YOUR GOAL ▸ Return, word for word, only the lines from the one containing "If you could put a dot on the washer control" through the last line of the entries.

Stored items from a collection:
* START *
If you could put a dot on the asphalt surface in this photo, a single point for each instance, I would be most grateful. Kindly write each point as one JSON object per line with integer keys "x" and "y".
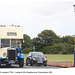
{"x": 29, "y": 67}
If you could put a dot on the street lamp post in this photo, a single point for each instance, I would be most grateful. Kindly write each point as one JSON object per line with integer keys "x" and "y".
{"x": 74, "y": 41}
{"x": 74, "y": 50}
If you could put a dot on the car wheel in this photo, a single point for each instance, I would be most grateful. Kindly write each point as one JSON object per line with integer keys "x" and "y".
{"x": 8, "y": 65}
{"x": 21, "y": 62}
{"x": 26, "y": 64}
{"x": 45, "y": 64}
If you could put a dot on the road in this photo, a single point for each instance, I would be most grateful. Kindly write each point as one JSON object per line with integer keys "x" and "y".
{"x": 29, "y": 67}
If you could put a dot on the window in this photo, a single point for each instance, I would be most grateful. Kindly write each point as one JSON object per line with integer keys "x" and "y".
{"x": 11, "y": 34}
{"x": 5, "y": 43}
{"x": 15, "y": 44}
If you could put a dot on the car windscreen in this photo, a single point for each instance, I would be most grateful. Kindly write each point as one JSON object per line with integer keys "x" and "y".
{"x": 37, "y": 54}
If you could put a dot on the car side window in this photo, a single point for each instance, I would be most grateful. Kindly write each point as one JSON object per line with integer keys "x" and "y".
{"x": 29, "y": 54}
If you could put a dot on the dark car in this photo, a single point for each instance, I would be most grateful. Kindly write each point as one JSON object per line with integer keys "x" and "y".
{"x": 36, "y": 58}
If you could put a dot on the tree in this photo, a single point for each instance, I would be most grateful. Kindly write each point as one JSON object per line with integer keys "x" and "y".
{"x": 45, "y": 38}
{"x": 27, "y": 41}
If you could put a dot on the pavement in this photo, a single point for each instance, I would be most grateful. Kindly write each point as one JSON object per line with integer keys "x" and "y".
{"x": 61, "y": 64}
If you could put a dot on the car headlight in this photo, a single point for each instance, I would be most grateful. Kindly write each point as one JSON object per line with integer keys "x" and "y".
{"x": 33, "y": 58}
{"x": 18, "y": 53}
{"x": 4, "y": 54}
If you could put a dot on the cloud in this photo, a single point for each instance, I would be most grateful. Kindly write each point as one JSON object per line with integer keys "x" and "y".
{"x": 36, "y": 16}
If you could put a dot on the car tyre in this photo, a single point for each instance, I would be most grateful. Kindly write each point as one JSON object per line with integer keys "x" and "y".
{"x": 8, "y": 65}
{"x": 45, "y": 64}
{"x": 21, "y": 62}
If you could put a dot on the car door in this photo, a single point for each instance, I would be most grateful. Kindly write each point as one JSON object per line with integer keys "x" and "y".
{"x": 28, "y": 58}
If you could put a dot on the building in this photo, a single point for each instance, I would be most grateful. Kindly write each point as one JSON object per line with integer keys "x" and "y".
{"x": 11, "y": 36}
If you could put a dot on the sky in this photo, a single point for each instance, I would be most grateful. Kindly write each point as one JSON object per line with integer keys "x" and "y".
{"x": 38, "y": 15}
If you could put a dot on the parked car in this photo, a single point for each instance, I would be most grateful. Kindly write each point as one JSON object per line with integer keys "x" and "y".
{"x": 36, "y": 58}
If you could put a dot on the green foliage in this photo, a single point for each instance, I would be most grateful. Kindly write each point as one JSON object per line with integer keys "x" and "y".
{"x": 27, "y": 50}
{"x": 49, "y": 43}
{"x": 27, "y": 42}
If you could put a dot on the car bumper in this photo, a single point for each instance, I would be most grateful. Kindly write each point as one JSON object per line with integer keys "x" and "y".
{"x": 39, "y": 62}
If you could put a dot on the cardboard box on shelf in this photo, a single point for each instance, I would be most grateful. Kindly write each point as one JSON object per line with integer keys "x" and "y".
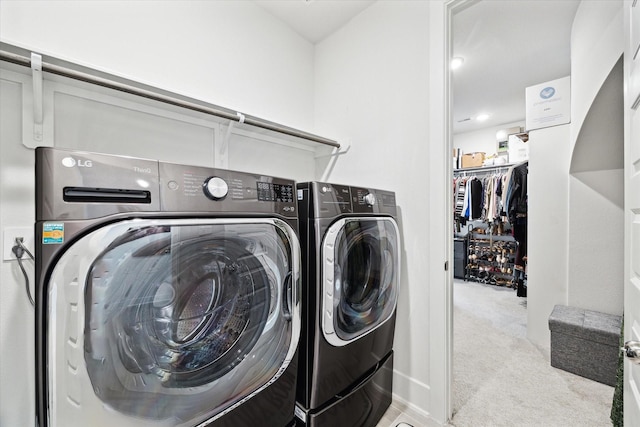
{"x": 473, "y": 160}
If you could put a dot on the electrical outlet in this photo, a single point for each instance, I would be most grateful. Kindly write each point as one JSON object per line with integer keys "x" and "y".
{"x": 9, "y": 241}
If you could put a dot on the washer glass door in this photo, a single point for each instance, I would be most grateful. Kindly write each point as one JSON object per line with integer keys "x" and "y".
{"x": 170, "y": 322}
{"x": 360, "y": 277}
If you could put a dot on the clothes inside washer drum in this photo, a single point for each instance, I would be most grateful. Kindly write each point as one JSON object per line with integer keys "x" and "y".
{"x": 175, "y": 316}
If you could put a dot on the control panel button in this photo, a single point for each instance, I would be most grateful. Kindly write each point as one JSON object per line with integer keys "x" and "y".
{"x": 215, "y": 188}
{"x": 370, "y": 199}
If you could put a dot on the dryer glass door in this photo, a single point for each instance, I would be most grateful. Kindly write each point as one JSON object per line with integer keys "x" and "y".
{"x": 155, "y": 323}
{"x": 361, "y": 258}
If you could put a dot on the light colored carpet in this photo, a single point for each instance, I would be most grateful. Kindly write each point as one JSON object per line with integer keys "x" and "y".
{"x": 502, "y": 379}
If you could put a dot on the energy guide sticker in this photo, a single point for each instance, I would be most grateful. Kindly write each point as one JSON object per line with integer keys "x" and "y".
{"x": 52, "y": 233}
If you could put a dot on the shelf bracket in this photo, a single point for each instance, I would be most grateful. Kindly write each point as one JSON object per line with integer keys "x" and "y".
{"x": 36, "y": 69}
{"x": 336, "y": 151}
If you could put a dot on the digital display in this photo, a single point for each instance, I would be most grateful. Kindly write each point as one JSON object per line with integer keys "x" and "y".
{"x": 269, "y": 192}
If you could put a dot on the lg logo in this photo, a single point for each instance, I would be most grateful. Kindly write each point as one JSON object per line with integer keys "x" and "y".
{"x": 70, "y": 162}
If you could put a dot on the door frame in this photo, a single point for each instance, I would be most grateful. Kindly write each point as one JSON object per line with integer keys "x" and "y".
{"x": 440, "y": 211}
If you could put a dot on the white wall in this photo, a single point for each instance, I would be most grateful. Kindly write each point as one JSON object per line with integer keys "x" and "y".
{"x": 596, "y": 236}
{"x": 228, "y": 53}
{"x": 548, "y": 185}
{"x": 596, "y": 45}
{"x": 372, "y": 87}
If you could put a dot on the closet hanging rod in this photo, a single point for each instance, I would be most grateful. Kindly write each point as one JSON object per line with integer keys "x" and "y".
{"x": 169, "y": 98}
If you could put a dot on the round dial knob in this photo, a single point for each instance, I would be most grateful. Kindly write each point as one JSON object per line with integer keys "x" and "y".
{"x": 370, "y": 199}
{"x": 215, "y": 188}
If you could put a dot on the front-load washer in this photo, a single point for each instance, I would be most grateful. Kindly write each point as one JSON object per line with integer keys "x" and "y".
{"x": 167, "y": 295}
{"x": 350, "y": 281}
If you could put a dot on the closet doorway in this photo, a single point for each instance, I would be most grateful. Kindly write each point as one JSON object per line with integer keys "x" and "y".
{"x": 501, "y": 48}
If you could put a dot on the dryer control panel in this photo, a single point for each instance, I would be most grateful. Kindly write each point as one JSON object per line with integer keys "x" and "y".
{"x": 200, "y": 189}
{"x": 334, "y": 199}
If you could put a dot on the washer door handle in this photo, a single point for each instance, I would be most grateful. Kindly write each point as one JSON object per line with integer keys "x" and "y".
{"x": 287, "y": 300}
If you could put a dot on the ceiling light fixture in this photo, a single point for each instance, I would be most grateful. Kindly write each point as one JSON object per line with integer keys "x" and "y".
{"x": 457, "y": 62}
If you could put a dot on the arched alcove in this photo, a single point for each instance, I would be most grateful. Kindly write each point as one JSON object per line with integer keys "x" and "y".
{"x": 596, "y": 191}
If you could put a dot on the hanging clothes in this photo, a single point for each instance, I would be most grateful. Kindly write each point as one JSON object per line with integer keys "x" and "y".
{"x": 517, "y": 208}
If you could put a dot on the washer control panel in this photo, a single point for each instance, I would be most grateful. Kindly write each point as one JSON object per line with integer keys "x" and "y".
{"x": 215, "y": 188}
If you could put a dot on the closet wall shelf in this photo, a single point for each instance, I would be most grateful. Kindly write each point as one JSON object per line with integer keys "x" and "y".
{"x": 484, "y": 168}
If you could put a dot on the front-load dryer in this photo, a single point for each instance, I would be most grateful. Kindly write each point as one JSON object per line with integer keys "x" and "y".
{"x": 167, "y": 295}
{"x": 351, "y": 277}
* END *
ANSWER TO THIS PROBLEM ▸
If you could put a dot on the washer control panel in this photo, a single point for each instance, I would be most grateful. Kindly write each point as one JSON object per line with integer keys "x" and "y".
{"x": 215, "y": 188}
If you could put a dot on the closet wall shelf in this photo, a single point for each instance, I would be most grateful. Kindly write each point as one JSON object per line with integer keys "x" and "y".
{"x": 484, "y": 168}
If you could put a dot on the front-load dryer in this photo, a single point for each instance, I would be most grateful. Kindly write each point as one JSON object per line with integer keys "x" and "y".
{"x": 167, "y": 295}
{"x": 351, "y": 277}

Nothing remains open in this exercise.